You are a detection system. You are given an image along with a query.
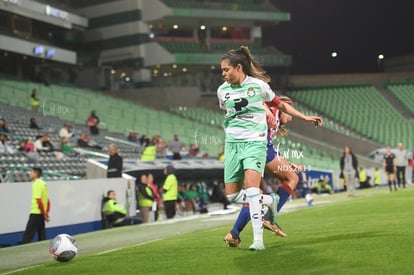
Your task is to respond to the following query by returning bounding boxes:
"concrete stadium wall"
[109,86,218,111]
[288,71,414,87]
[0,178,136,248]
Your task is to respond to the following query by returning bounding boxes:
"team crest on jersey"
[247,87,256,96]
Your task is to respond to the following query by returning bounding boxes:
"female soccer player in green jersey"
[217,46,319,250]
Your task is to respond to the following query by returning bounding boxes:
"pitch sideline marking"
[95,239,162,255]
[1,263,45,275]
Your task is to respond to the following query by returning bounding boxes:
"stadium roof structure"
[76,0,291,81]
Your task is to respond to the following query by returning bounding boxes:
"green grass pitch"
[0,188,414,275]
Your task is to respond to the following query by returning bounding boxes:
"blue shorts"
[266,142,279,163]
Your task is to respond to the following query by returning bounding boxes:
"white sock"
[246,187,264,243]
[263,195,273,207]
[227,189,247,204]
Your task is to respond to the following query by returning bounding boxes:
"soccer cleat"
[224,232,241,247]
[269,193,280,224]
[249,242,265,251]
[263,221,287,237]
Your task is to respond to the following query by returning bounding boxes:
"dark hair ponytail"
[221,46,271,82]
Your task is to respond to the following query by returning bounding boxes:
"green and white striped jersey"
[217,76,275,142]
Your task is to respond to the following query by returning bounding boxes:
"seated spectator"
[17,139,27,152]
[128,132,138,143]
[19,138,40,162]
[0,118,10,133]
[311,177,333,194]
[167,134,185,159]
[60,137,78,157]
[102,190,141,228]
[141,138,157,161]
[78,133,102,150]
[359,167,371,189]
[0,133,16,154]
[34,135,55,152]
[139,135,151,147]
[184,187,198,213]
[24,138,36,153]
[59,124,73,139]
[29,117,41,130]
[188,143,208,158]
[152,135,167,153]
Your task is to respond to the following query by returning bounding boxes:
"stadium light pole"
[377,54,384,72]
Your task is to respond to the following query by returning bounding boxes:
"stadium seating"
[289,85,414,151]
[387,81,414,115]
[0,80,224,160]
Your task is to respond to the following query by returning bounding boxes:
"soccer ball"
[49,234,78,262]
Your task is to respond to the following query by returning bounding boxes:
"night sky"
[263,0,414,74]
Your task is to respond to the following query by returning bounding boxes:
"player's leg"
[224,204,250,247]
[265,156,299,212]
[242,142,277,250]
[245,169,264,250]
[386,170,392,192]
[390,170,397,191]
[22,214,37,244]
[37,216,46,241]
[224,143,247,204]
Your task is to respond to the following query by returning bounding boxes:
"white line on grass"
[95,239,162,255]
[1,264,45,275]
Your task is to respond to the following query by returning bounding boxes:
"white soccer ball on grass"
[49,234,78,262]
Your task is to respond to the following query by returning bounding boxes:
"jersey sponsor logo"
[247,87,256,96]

****

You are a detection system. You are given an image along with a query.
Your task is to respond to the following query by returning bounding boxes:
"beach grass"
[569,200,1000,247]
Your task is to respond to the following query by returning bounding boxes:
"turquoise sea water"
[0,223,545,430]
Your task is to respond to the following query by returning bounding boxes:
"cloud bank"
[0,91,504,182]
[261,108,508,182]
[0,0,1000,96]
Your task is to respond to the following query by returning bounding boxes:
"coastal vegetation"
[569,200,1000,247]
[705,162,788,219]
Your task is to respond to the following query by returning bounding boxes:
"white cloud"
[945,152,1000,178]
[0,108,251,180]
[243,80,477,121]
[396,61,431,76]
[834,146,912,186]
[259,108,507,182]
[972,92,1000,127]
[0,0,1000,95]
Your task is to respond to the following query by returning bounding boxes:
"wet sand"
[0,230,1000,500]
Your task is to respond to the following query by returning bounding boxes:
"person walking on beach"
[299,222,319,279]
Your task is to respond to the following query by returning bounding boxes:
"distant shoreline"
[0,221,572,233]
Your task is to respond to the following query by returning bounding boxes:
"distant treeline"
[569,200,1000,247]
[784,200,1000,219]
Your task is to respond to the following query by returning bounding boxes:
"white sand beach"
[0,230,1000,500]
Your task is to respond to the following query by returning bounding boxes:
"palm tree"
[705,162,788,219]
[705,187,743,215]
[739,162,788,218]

****

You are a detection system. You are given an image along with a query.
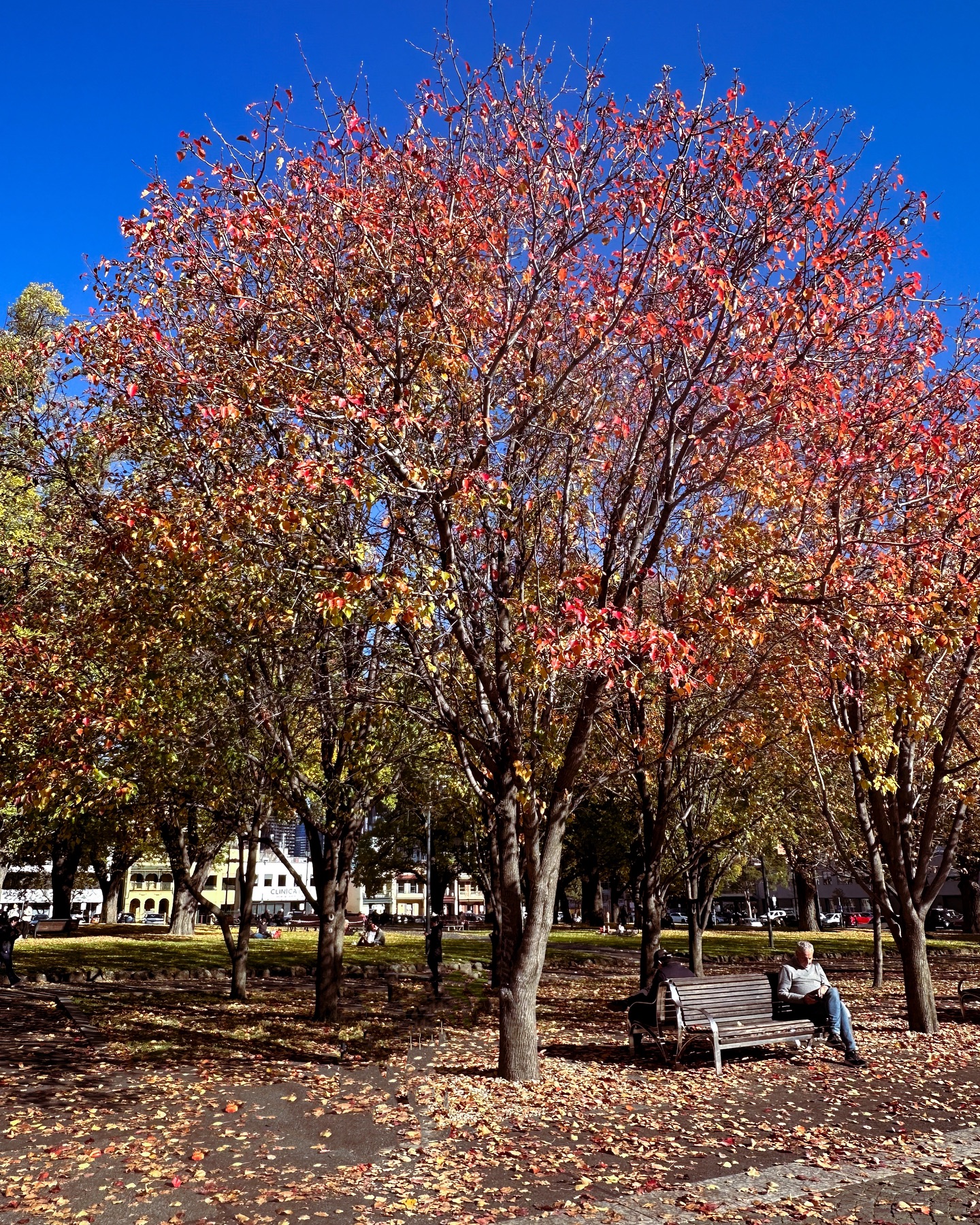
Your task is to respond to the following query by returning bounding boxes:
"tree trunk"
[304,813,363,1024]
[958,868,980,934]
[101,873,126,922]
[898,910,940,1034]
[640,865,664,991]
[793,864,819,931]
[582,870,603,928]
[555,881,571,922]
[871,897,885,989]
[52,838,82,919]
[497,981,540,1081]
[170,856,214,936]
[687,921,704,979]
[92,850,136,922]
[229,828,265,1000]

****

SHORT EXERCISE:
Pull out every line of the material that contains the string "beach" and list those lines.

TASK RESULT:
"beach grass"
"person walking on beach"
"white sand beach"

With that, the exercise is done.